#### THE RECORDS ####

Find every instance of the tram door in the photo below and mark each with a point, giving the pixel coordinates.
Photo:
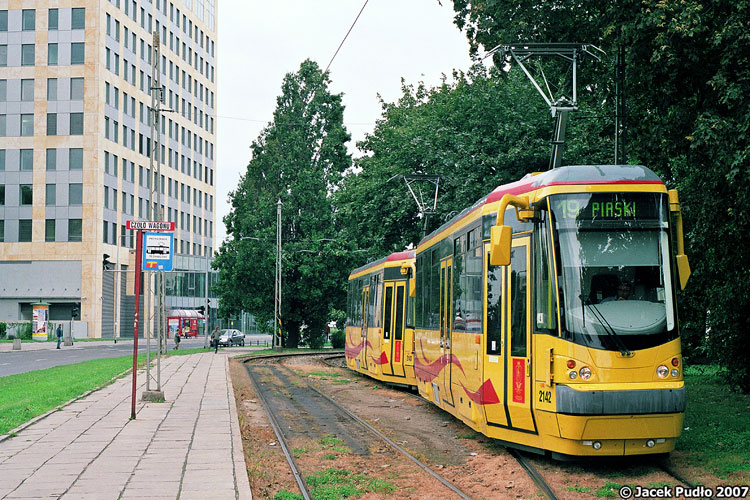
(507, 372)
(446, 306)
(386, 341)
(392, 340)
(518, 336)
(365, 313)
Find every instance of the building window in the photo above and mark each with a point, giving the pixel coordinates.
(76, 124)
(51, 54)
(24, 230)
(50, 195)
(77, 53)
(27, 90)
(78, 19)
(51, 123)
(75, 158)
(51, 89)
(49, 230)
(53, 15)
(28, 18)
(26, 159)
(26, 194)
(51, 159)
(75, 194)
(76, 89)
(27, 125)
(74, 229)
(27, 55)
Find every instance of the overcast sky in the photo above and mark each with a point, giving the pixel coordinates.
(259, 41)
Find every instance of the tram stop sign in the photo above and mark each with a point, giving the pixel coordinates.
(158, 251)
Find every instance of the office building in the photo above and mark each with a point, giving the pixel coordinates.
(75, 136)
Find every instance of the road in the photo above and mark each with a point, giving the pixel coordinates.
(13, 362)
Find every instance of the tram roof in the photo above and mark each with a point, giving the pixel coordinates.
(395, 256)
(567, 175)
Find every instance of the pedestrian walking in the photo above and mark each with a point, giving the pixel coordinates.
(215, 340)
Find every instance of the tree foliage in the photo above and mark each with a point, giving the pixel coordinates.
(298, 159)
(688, 118)
(475, 132)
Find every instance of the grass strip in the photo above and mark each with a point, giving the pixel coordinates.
(27, 395)
(716, 429)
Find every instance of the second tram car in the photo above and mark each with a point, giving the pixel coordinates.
(544, 315)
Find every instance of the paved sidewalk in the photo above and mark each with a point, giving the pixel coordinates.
(188, 447)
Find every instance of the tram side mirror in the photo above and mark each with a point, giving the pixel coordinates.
(500, 245)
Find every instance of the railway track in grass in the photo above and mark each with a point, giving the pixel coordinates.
(311, 407)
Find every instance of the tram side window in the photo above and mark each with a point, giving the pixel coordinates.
(388, 310)
(518, 302)
(433, 314)
(495, 285)
(420, 293)
(459, 297)
(545, 289)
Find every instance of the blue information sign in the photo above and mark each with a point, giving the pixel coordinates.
(158, 251)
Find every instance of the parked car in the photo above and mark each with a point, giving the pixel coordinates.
(231, 337)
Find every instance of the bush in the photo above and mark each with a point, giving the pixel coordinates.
(338, 339)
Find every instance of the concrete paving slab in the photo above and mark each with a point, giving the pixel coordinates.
(187, 447)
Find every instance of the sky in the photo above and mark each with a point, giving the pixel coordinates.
(260, 41)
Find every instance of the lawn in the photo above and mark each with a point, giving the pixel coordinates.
(27, 395)
(716, 430)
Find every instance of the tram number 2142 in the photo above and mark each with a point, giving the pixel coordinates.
(545, 396)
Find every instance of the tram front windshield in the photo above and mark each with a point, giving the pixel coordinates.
(613, 263)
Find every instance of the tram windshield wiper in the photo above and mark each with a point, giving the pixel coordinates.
(611, 331)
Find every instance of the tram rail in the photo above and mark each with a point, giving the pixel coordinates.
(283, 441)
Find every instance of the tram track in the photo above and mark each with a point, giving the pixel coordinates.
(340, 410)
(524, 463)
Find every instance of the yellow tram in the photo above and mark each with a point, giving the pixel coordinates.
(381, 344)
(544, 315)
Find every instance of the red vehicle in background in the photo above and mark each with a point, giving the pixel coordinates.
(185, 322)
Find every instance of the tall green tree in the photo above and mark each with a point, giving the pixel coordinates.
(298, 159)
(475, 132)
(687, 89)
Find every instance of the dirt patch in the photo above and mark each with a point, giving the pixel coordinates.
(266, 466)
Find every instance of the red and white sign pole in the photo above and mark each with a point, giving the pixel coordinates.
(138, 251)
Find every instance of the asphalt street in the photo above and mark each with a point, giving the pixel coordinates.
(13, 362)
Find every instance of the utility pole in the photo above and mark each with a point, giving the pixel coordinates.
(155, 186)
(277, 292)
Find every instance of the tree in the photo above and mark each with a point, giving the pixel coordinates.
(481, 130)
(687, 89)
(299, 159)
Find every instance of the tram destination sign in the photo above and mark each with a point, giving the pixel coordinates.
(149, 225)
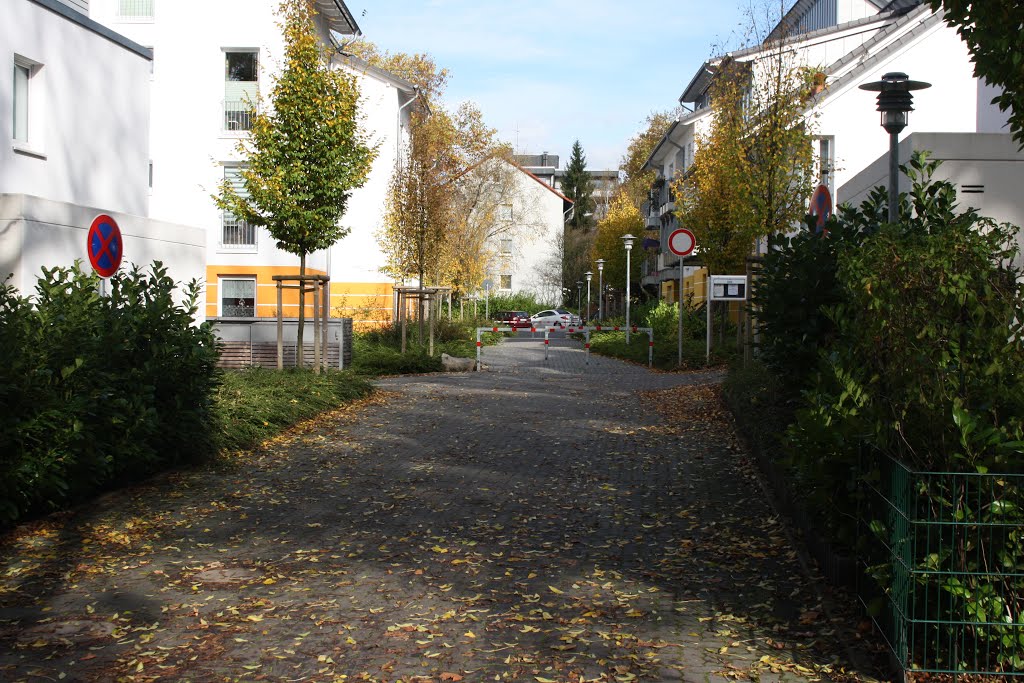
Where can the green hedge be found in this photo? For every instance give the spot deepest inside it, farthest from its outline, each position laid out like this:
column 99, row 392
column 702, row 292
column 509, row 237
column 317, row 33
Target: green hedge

####

Go through the records above and write out every line exactly, passing over the pictures.

Find every instance of the tram door in the photo below and mark each with a point, giving the pixel coordinates.
Photo:
(507, 372)
(446, 306)
(386, 341)
(392, 340)
(518, 336)
(365, 313)
Find every instance of the building window in the photo above and mark each with a point, giving the pixel coordinates.
(76, 124)
(51, 54)
(24, 230)
(50, 195)
(77, 53)
(27, 90)
(78, 19)
(51, 123)
(75, 158)
(51, 89)
(49, 230)
(53, 15)
(28, 18)
(26, 159)
(26, 194)
(51, 159)
(75, 194)
(76, 89)
(27, 125)
(74, 229)
(27, 55)
Find every instance of the overcast sky in the photo above and mark each with a point, giving the pixel coordinates.
(259, 41)
Find every instance of the tram stop sign in the photo above and mark each with a point, giving the pixel coordinates.
(158, 251)
Find every instance of the office building in the photo above and mark each with a point, giving the pixel coordinates.
(75, 136)
Find every instance of the road in the photo above and mark each with a point, giving the pixel coordinates.
(13, 362)
Find every instance of the tram roof in the photo above and mark each with a point, giving the pixel coordinates.
(395, 256)
(567, 175)
Find every instance of the pedestrian walking in the photo above and mark each with a point, giving the pixel coordinates.
(215, 340)
Find every instance of the tree foliage in the photo above and mark each with a point, giving the pixel coordinates.
(298, 159)
(688, 118)
(475, 132)
Find every instance of the grass strip in the photo above and mark each with a point, giving the pixel coordinates.
(27, 395)
(716, 429)
Find every instance of the second tram car in the photo above and mark each with a point, giving the pixel coordinates.
(544, 315)
Find every instance of the paved sidewalk in the photo above and mark each with a point, giving the pixel coordinates.
(188, 447)
Find every instance of the tram side mirror in the photo above and mark each with a point, giving the pixel coordinates.
(500, 245)
Find every instance of the railway track in grass in the photo above and mark each with a point, giving the pixel coordinates.
(311, 407)
Find every instance of the tram side window in the photo above and mark each with a point, giving the pixel coordinates.
(388, 310)
(518, 302)
(433, 314)
(495, 285)
(420, 293)
(459, 297)
(545, 289)
Find every instance of the blue information sign in the photo above and mark each with a point, giving the pixel coordinates.
(158, 251)
Find every instance of the parked car in the photo above and mark each with a point, giving the pixel coordinates.
(231, 337)
Find every instance of the bush in the photo above and mark each with a point, giving the pixel coordinates.
(338, 339)
Find every instance of the concrete paving slab in the photo above and mark each with a point, giving the pixel coordinates.
(187, 447)
Find every instance of the sky in the photo above and mark each with a point, giving the pixel coordinates.
(260, 41)
Find every instance of the lawn in the photo above and mark each with a point, giving the pixel coordinates.
(27, 395)
(716, 430)
Find every instance of the tram number 2142 in the photo above and mark each with a point, giving the pixel coordinates.
(545, 396)
Find every instance of the tram front windshield in the photo above and mark each with a point, giving the pixel coordinates.
(613, 263)
Find every instance of the tram windshield wiper in the photo above and mark each with a point, giving the pixel coordinates.
(611, 331)
Find every instance of the tram rail in the photo above and mark each with a point, giving the pixel coordinates.
(283, 441)
Find every instance of the tram track in the photo above and mark each with a point, giving the pixel coordinates.
(340, 410)
(524, 463)
Find every instance of the yellow tram in the photo above and mark each with a point, giving the pixel coordinates.
(381, 344)
(544, 315)
Find every instance of the red vehicle in background in the photo above and mark each with a point, giving the pixel coordinates.
(185, 322)
Find every instance of the tall green tree in the photo above and mark each with a point, giving the pixel coordinates.
(298, 159)
(475, 132)
(687, 89)
Find every instance of the dirt patch in the photo above and mark each with a point, giving the pixel coordinates.
(266, 466)
Find every instance of the red and white sign pole in the photo above and mark each with a point, giving the pixel coordinates.
(138, 251)
Find every instance of the asphalt street in the photo above and mark each with a point, giving the pixel coordinates.
(13, 362)
Find every instance of the utility pole in the photo above and mark each with a point, giving the pixel coordinates.
(155, 186)
(277, 292)
Find every instance of the tree in the photo above and mark each with a point, giving the pixel coordinates.
(481, 130)
(687, 89)
(299, 159)
Find every instance of the tram destination sign in the photo above and mark each with a point, giving the pixel coordinates.
(149, 225)
Where can the green hedge be found in this photo? For every instance give the spot deepest inside it, farthest from its outline, each position laid out like this:
column 99, row 392
column 702, row 292
column 509, row 237
column 317, row 33
Target: green hedge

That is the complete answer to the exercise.